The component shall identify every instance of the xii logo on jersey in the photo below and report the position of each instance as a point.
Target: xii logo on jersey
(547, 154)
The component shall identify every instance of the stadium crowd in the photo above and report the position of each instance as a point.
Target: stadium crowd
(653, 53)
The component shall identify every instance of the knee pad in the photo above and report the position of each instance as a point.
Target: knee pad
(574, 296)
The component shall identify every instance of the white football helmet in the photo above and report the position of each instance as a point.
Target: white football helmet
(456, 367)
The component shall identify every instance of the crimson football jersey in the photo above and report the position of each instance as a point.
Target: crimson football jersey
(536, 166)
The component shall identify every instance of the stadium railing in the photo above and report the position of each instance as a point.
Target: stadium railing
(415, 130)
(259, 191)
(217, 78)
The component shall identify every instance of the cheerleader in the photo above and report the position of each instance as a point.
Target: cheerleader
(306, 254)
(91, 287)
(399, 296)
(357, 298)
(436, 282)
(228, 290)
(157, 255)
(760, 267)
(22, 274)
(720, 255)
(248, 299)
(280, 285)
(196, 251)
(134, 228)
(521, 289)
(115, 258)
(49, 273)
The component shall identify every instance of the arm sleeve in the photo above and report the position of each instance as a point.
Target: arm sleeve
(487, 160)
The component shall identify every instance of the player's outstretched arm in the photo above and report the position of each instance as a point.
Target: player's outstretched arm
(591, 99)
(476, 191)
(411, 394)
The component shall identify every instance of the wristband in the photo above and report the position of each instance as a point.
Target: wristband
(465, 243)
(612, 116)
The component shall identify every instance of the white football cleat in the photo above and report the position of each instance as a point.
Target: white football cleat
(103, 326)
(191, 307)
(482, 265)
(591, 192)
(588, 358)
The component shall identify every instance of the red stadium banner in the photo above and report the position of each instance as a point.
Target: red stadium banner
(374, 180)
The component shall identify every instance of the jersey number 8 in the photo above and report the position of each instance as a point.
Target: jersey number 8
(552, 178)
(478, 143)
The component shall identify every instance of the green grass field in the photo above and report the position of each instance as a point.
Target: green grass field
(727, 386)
* * * * * * * * *
Reproduce all of the entries above verbatim, keeping every line unchanged.

The component shall identify every instance of the xii logo on jersey in the photo below and report the position of each instance as a point.
Target: xii logo on jersey
(547, 154)
The component shall identify every instance of the stadium crowd in the photo above and report the position of each instance as a point.
Target: stadium crowd
(653, 53)
The component shall identify every instance of the knee pad in the photo above and report the position of each instance as a point.
Target: knee pad
(574, 296)
The component shall identify every instance of the white football helmet in the photo above and report the position of each instance as a point.
Target: white football helmet
(456, 367)
The component shall identify every instance of the crimson football jersey in the photo above and report the position of each instance as a point.
Target: crimson football jersey
(536, 166)
The component shall identify every instance of the stadium railing in the photo above and report the position of each instance as a point.
Target: stadium railing
(415, 130)
(259, 191)
(217, 78)
The component shall identify every instance of the cheerleader in the photo above and report the position of each instance as a point.
Target: cheerleader
(306, 254)
(91, 287)
(399, 296)
(357, 298)
(436, 282)
(228, 290)
(157, 255)
(760, 267)
(22, 274)
(720, 255)
(248, 299)
(280, 285)
(196, 251)
(134, 228)
(521, 289)
(115, 258)
(49, 273)
The component shall identify every instance of the arm sleeve in the photo above and report the position of each instance as a point.
Target: arm sleeve
(487, 160)
The component shall identify every instance of the player's outstretched arm in the photo above and report the position of each instance as a point.
Target: player's outstretched arm
(591, 99)
(476, 191)
(411, 394)
The component shall identify every instance of the wristband in the photo above and report the position of each instance as a point.
Target: wristband
(465, 243)
(612, 116)
The component shall identify every instance of the white football cleat in the photo above and report the position of each instance as a point.
Target: white football cleat
(103, 326)
(191, 307)
(482, 265)
(591, 192)
(588, 358)
The component shall identify every instance of the red stadium banner in the photo above and report the position of each instance as a point.
Target: red stadium banner
(374, 180)
The component shall identify every instance of the jersey number 8 in the photo above and report the position of each instance as a point.
Target: jersey number 8
(552, 178)
(478, 143)
The component shall identify every instance of the green grass field in the photo above and report the position of each instance as a point.
Target: green grass field
(727, 386)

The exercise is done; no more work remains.